Task instructions: Edit the material below by replacing every "photograph" with "picture" and keeping all else unchanged. Leave the pictures out of your version.

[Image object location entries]
=-=-=

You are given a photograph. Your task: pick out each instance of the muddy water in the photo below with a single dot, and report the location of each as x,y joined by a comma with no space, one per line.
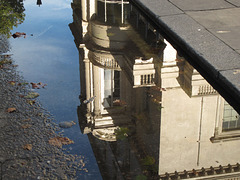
48,54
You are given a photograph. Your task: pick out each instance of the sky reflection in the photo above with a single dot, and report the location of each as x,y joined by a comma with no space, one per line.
50,56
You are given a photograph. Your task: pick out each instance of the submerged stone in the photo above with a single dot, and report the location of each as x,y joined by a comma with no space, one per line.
66,124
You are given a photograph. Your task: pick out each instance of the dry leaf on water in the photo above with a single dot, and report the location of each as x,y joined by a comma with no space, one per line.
31,95
31,102
38,85
59,141
27,147
25,126
10,110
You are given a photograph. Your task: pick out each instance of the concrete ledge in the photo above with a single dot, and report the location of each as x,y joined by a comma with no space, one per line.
212,57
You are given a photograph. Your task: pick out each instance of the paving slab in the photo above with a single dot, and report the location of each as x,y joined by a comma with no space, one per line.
217,18
229,35
206,32
211,50
193,5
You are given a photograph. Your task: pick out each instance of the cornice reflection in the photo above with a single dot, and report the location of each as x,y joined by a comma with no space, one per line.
146,110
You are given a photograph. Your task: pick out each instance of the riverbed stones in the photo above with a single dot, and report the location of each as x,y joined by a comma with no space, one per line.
24,133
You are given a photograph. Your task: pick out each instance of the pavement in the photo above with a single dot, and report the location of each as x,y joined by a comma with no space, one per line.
207,34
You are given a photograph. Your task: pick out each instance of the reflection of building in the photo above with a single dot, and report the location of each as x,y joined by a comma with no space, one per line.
179,126
39,2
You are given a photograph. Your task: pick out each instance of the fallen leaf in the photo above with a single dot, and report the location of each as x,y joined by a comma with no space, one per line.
25,126
34,85
27,147
31,102
31,95
24,83
20,95
10,110
59,141
236,71
25,120
12,82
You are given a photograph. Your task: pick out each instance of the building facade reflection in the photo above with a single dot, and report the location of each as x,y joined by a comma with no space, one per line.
148,112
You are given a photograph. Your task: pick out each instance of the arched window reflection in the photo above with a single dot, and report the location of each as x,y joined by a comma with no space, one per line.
112,12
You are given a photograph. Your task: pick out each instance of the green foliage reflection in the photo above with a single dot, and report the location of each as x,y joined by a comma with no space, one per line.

=-=-=

Task solution:
You are given a picture. Your task: pick out each instance of the muddy water in the photo below with a single dot, and report the location of each as x,y joined by a comma with no space, one per line.
48,54
You are given a picture. Your task: pick out each instance of the sky reflection in the photo above with a single dot, and report the location of each as x,y joined by a comma with no space, one per line.
50,56
You are given a picture. Your task: pick out each instance of the submerged stone in the photo above with a single dot, and report the location of each as x,y joined by a comma with no space, one per line.
66,124
You are given a picture. Your task: pick out each instance of the dry leaf on water in the photo above with a single dot, and report the location of each as x,y joined by a comma with no space, one per line.
31,95
31,102
38,85
59,141
27,147
25,126
10,110
You are given a picture. Your task: pick out each instance of the concrete ledge in the photo above with a single dot, and report the location of each as x,y joined by a comma with no space, one per line.
212,57
You are given a picture. Your task: pick out each instance of the paving slab in the photo above with a single dot, and report the location of each as x,y joined by a comma with no space, one per line.
217,18
229,35
206,32
211,50
193,5
You are given a picture. Your task: pick out each instance of the cornice reflection in the photo above with a single dot, and report the location of each as x,y joined by a comma with no space, one per line.
146,110
You are given a picture. Your task: pick out each instance of the riverbed stones in the photo above with a single dot, and report the location of each as x,y joined by a comma with no space, one per line.
24,133
You are given a picture. Your task: pick out each instance of the pavement in the photo above with a single dot, and report the location of each as x,y joined by a comma with no space, one per line.
207,34
You are given a picture. Your task: pick out each instance of the reflection of building in the photo above with a single dot, and report the location of each as x,y joined by a comma with no space, one per line.
179,126
39,2
You are given a picture. Your task: pick out each instance of the fallen leaf in the photo above with a single dot, and report the location of each as x,y joined by a comma with no space, one per line.
25,126
34,85
27,147
31,102
31,95
24,83
20,95
10,110
59,141
236,71
25,120
12,82
You are given a picture. Your task: pick out each instance of the building facade reflection in the photo above with a single dot, and report the location of each as x,y joined by a comma with no space, one per line.
148,112
You are given a picture. Your task: pick out each instance of the arched window reflection in the photo above with a single dot, and report the location of each as x,y joined by a comma with no space, one per line.
112,12
You are given a picture. Your task: pick out each instance of the green foliage reflection in the photo above with a single dot, and report the location of each as x,y joined by a comma with no space, one per line.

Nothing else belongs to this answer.